▶ _DATASET_:

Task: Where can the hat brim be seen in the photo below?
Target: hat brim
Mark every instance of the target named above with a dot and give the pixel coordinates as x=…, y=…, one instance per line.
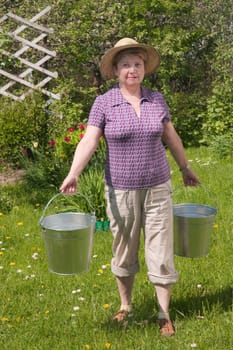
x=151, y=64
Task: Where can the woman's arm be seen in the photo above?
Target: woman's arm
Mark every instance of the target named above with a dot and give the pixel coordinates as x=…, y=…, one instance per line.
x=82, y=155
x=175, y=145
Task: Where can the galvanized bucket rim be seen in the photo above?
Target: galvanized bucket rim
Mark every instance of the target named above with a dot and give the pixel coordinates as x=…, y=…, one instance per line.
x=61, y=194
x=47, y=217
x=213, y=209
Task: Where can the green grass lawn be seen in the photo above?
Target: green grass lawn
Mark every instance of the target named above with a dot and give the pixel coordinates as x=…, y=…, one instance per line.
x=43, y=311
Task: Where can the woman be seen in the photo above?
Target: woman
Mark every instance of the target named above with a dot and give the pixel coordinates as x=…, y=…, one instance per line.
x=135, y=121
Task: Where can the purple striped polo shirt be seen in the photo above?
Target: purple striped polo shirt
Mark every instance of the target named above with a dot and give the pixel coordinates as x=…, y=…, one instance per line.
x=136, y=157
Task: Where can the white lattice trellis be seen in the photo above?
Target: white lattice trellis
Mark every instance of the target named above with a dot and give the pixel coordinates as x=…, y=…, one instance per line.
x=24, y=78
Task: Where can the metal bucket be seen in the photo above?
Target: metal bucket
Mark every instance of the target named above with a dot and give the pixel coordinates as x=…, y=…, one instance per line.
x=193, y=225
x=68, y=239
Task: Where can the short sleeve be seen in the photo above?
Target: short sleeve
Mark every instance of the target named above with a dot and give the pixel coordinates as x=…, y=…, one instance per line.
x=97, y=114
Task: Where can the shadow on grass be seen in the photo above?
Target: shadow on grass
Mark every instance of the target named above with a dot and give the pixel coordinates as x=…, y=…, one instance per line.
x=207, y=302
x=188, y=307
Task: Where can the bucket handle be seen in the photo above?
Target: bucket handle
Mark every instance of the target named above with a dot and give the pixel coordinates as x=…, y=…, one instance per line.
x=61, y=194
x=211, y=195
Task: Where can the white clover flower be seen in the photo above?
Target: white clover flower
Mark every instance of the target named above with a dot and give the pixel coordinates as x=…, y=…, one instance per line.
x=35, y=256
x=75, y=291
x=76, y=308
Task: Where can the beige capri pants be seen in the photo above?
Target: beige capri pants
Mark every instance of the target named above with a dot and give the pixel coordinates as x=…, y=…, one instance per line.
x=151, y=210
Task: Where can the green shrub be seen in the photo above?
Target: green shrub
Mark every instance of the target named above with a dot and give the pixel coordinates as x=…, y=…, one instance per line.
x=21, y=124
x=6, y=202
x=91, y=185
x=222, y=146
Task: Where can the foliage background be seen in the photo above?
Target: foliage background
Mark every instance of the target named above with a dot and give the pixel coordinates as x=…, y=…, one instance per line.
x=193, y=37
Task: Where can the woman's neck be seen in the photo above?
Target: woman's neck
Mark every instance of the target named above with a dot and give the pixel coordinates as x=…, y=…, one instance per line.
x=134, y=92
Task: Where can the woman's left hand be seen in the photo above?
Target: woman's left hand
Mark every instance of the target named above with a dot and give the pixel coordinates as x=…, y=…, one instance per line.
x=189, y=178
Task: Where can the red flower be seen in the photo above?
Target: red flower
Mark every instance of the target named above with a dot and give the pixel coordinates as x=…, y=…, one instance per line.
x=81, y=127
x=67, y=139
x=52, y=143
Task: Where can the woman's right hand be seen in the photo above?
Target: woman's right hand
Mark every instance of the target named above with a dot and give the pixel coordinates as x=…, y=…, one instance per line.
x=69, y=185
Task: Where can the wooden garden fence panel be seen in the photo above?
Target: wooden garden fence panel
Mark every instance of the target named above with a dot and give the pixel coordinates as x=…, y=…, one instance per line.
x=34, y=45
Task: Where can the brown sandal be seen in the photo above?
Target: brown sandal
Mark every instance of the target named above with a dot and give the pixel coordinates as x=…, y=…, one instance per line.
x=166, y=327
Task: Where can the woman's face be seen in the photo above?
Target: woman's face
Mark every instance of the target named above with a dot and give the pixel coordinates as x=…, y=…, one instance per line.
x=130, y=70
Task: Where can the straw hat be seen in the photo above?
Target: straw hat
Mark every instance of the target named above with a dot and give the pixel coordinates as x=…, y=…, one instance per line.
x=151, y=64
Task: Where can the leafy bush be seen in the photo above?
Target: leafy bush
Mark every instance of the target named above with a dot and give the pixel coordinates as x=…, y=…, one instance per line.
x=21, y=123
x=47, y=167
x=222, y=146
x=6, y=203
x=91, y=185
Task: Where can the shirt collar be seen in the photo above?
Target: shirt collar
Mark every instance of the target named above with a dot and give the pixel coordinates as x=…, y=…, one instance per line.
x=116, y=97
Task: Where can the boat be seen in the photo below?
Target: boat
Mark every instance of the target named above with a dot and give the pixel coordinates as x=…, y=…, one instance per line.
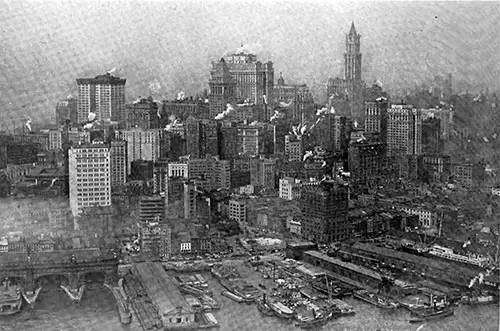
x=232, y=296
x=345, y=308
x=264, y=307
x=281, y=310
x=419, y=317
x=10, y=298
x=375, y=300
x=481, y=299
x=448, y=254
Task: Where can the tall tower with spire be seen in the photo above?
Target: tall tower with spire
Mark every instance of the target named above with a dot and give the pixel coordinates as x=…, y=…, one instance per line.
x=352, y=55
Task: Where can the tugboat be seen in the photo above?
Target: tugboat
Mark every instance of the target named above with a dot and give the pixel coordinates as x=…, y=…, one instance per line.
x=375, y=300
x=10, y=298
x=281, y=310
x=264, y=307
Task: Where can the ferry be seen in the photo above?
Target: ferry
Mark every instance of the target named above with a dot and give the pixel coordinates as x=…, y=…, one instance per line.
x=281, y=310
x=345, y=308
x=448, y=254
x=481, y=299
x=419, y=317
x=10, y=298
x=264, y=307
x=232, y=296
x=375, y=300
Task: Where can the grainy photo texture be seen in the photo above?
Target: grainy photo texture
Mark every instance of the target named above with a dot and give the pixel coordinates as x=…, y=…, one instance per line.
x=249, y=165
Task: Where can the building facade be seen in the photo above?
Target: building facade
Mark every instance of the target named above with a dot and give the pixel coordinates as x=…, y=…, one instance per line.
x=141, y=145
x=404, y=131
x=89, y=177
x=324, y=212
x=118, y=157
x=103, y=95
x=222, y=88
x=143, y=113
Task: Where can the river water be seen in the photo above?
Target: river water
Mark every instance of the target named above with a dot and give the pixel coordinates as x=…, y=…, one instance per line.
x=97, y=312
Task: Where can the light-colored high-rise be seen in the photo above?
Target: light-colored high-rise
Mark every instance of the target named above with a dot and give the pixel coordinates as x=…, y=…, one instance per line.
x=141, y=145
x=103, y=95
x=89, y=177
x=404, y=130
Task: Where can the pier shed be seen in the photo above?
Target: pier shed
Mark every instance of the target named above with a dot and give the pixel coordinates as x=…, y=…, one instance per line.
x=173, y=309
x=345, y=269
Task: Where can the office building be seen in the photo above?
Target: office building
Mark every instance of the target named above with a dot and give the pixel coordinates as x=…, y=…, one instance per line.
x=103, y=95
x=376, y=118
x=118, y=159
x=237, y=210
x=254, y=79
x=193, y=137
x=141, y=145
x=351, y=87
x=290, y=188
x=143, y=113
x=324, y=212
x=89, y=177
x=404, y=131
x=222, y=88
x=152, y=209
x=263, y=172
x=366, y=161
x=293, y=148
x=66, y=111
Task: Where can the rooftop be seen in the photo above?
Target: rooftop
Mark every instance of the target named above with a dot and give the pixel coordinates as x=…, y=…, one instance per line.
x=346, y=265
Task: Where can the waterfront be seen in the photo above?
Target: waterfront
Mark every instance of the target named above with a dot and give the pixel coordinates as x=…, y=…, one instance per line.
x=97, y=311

==

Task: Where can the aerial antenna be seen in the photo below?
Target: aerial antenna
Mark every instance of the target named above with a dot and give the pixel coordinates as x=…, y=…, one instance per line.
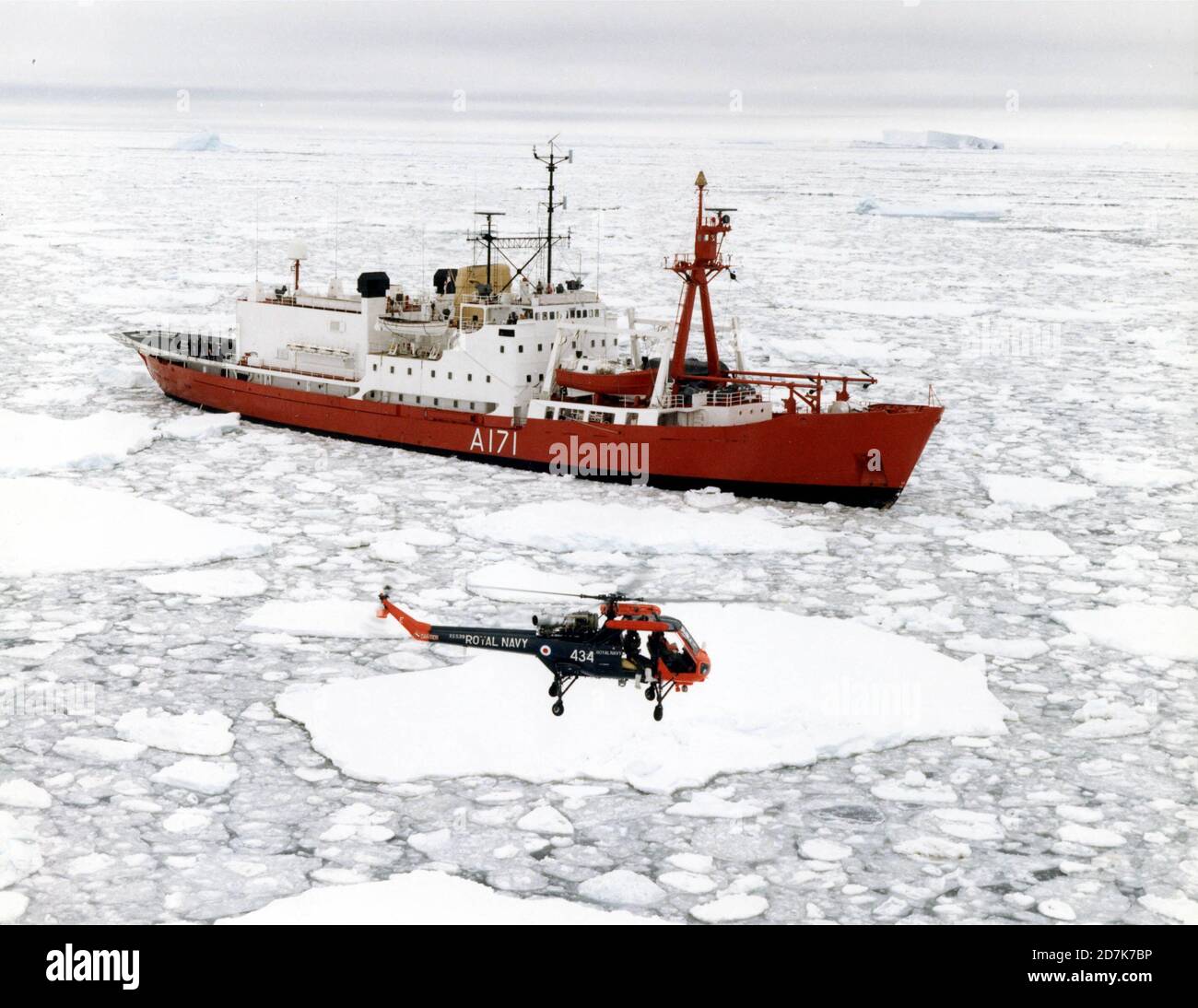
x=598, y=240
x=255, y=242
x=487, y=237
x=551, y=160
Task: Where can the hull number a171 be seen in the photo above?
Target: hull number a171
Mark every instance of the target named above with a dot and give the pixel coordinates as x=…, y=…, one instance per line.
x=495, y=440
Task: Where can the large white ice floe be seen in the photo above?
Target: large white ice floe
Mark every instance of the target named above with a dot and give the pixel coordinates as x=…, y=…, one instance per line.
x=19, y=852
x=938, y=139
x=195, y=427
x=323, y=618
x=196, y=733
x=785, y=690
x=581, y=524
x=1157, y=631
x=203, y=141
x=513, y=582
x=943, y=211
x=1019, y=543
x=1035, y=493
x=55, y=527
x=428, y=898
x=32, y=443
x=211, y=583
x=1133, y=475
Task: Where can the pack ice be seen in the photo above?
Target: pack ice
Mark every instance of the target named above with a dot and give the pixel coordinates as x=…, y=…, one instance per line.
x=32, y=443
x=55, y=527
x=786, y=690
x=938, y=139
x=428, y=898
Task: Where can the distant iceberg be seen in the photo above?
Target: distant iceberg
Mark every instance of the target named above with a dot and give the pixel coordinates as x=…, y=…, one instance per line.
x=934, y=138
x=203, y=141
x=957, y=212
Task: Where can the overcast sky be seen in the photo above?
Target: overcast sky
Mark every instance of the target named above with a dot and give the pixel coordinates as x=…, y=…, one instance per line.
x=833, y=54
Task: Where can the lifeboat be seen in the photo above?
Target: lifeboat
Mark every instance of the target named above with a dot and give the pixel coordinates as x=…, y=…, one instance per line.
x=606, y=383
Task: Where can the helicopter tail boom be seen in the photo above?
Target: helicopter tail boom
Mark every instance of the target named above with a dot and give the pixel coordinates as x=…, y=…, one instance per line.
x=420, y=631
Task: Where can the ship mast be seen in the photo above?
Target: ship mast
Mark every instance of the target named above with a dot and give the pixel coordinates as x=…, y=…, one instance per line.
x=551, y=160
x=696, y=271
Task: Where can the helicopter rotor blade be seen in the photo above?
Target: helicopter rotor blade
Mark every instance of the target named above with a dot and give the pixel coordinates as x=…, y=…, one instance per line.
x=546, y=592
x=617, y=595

--

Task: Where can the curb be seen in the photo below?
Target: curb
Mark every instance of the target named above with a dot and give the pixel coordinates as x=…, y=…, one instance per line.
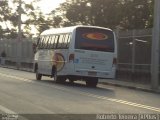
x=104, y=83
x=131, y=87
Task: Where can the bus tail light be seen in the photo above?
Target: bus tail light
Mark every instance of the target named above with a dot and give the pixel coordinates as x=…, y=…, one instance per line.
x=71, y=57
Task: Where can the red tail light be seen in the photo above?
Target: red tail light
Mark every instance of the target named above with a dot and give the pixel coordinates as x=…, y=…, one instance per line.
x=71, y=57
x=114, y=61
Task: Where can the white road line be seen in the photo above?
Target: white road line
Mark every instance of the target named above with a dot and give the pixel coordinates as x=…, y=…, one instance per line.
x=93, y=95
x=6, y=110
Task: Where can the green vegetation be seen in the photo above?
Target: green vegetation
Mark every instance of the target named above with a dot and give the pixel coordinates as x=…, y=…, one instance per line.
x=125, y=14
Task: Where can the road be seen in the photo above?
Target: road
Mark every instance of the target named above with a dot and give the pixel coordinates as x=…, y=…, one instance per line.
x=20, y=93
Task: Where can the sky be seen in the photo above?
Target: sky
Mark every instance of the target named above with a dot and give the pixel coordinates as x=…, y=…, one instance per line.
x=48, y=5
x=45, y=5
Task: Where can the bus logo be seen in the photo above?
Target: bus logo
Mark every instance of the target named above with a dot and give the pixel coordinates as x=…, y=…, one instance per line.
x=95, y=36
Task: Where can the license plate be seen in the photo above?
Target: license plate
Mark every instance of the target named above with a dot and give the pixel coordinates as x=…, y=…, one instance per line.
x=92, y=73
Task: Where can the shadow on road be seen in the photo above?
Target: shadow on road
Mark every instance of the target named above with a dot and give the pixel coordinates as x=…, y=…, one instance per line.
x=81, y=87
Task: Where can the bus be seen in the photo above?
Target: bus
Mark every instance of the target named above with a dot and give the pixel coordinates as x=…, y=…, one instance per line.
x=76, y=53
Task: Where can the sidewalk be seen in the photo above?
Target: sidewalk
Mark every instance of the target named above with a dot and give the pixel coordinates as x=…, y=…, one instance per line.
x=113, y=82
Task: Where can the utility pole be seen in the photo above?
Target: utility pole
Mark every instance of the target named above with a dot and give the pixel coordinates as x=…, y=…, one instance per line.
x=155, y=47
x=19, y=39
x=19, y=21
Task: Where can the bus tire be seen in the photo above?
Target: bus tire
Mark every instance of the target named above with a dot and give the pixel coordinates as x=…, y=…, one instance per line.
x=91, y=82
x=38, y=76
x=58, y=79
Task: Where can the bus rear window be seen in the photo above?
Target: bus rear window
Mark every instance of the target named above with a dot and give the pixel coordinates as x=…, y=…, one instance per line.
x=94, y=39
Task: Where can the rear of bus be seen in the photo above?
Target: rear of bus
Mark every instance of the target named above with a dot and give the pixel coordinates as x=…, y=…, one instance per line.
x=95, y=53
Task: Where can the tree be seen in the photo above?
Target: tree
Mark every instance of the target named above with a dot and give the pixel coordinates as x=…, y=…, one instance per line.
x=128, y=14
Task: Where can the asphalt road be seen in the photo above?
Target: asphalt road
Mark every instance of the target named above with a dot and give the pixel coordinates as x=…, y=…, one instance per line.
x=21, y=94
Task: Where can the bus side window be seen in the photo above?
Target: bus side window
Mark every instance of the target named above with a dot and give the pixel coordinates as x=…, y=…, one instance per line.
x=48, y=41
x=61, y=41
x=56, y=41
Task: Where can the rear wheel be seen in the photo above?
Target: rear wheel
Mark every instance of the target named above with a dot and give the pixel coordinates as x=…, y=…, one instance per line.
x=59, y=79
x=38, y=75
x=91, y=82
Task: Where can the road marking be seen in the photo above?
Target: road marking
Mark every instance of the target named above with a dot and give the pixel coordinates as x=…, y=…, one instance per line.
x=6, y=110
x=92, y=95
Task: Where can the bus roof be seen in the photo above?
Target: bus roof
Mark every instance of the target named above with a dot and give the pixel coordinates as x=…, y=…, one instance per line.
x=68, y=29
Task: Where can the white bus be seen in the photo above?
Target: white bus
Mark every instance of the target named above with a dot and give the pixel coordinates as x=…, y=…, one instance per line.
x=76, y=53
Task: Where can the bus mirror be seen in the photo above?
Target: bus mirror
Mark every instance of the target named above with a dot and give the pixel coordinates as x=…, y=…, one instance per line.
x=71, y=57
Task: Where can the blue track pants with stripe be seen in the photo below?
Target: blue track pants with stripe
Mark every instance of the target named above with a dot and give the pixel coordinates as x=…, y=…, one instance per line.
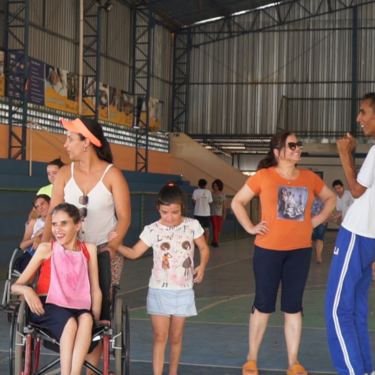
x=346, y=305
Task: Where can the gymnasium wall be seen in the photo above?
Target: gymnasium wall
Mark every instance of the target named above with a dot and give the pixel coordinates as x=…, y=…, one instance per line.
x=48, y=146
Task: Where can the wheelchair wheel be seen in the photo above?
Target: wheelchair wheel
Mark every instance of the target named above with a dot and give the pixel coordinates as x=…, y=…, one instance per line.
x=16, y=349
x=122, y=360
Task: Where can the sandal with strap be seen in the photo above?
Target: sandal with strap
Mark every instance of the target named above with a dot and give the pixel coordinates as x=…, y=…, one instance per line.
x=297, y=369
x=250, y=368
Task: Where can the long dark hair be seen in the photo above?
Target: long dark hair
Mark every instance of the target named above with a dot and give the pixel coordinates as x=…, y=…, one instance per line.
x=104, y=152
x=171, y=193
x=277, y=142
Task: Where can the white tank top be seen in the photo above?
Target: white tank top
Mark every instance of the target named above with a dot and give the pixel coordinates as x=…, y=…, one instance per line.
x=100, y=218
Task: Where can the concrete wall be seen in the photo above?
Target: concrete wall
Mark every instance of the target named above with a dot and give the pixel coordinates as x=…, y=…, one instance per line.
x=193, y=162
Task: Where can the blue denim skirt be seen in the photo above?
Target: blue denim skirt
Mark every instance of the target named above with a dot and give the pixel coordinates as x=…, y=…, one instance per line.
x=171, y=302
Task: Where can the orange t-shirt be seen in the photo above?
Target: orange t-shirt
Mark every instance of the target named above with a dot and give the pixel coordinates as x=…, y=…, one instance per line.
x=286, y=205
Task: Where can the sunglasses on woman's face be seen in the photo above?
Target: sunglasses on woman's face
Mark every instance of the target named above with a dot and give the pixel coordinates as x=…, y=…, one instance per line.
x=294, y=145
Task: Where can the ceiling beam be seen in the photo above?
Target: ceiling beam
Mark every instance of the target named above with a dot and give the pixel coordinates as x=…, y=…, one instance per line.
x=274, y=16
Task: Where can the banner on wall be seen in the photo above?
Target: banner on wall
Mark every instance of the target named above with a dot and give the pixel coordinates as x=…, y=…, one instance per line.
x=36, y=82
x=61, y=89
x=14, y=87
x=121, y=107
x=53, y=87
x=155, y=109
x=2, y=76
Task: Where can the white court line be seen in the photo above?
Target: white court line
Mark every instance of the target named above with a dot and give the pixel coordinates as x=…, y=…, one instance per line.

▶ _GOAL OF THE EXERCISE_:
Please rewrite the listing above, starting at the line that contains "Task: Where can the hat" and stopping after the line that contains "x=68, y=239", with 117 added to every pixel coordinate in the answers and the pictures left out.

▶ _THE SOLUTION_:
Task: Where can the hat brim be seen in the photo below?
Target: hat brim
Mark every instance of the target named above with a dot and give the pixel coordinates as x=…, y=…, one instance per line.
x=268, y=181
Task: Where can the woman's arm be seen in the photo above?
Target: woman's arm
Mark every instance of the target named above with a dot and give the pixel coordinates as x=…, y=…, one instance per line.
x=199, y=272
x=292, y=262
Task: Where can the galvanized bucket rim be seen in the photo above?
Target: galvanized bucket rim
Mark every instance of the target named above with a dot and give the pixel coordinates as x=…, y=…, one instance per line.
x=178, y=311
x=164, y=334
x=330, y=326
Task: Where can the green grass lawn be seen in the photo above?
Target: green grass lawn
Mark every instance of the target named above with a dot and give the pixel coordinates as x=…, y=…, one instance per line.
x=160, y=428
Task: Where can the woman be seen in the photo above?
Target: woman
Mark every instance of the target named above with a dot and give the pixel coordinates as x=…, y=…, one instance per line.
x=252, y=238
Task: Where can the purple striped polo shirt be seen in the photo above?
Target: purple striped polo shirt
Mark every instance of the target named above with a dot and give the pixel coordinates as x=…, y=…, one instance per line.
x=253, y=274
Task: Where can the white lattice trellis be seen in the photo above?
Target: white lattice trellis
Mark every instance of the target named above with a dot and give the pixel coordinates as x=…, y=…, one instance per line.
x=141, y=195
Task: Where can the metal bucket be seen in the photo above?
Target: metal bucket
Mark every instance of the target named above with a dot and give the pixel coordinates as x=…, y=…, one instance per line.
x=310, y=342
x=185, y=356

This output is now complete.